**Written request**
Reproduce the lines below verbatim, keeping every character and line break unchanged.

Start Record extracts

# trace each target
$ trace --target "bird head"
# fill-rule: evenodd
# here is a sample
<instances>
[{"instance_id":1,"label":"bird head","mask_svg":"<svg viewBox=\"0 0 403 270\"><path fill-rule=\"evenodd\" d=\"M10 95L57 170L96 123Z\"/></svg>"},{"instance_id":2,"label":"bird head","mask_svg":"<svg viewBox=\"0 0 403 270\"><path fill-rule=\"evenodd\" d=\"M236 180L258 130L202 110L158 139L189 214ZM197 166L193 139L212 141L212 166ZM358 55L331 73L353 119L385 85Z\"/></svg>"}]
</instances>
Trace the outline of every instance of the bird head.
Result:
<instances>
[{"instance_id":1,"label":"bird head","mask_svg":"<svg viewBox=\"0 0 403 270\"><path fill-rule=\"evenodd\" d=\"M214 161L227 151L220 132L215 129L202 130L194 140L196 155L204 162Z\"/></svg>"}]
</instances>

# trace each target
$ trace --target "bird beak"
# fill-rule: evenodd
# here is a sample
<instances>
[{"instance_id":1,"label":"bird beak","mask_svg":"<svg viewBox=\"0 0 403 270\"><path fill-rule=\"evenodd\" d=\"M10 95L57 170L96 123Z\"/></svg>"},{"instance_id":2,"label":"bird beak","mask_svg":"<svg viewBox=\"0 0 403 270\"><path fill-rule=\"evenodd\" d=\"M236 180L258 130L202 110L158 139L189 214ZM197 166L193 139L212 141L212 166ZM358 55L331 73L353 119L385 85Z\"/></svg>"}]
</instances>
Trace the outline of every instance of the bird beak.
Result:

End Record extracts

**Written solution**
# trace each target
$ trace --target "bird head"
# fill-rule: evenodd
# here is a sample
<instances>
[{"instance_id":1,"label":"bird head","mask_svg":"<svg viewBox=\"0 0 403 270\"><path fill-rule=\"evenodd\" d=\"M10 95L57 170L96 123Z\"/></svg>"},{"instance_id":2,"label":"bird head","mask_svg":"<svg viewBox=\"0 0 403 270\"><path fill-rule=\"evenodd\" d=\"M236 180L258 130L202 110L158 139L189 214ZM197 166L193 139L212 141L212 166ZM358 55L331 73L353 119L385 85Z\"/></svg>"}]
</instances>
Trace the outline of every instance of the bird head.
Result:
<instances>
[{"instance_id":1,"label":"bird head","mask_svg":"<svg viewBox=\"0 0 403 270\"><path fill-rule=\"evenodd\" d=\"M214 161L227 151L220 132L215 129L202 130L194 140L196 155L204 162Z\"/></svg>"}]
</instances>

# trace each target
$ trace --target "bird beak"
# fill-rule: evenodd
# here is a sample
<instances>
[{"instance_id":1,"label":"bird beak","mask_svg":"<svg viewBox=\"0 0 403 270\"><path fill-rule=\"evenodd\" d=\"M10 95L57 170L96 123Z\"/></svg>"},{"instance_id":2,"label":"bird beak","mask_svg":"<svg viewBox=\"0 0 403 270\"><path fill-rule=\"evenodd\" d=\"M236 180L258 130L202 110L158 139L189 214ZM197 166L193 139L212 141L212 166ZM358 55L331 73L353 119L385 85Z\"/></svg>"}]
</instances>
Trace the outline of every instance of the bird beak.
Result:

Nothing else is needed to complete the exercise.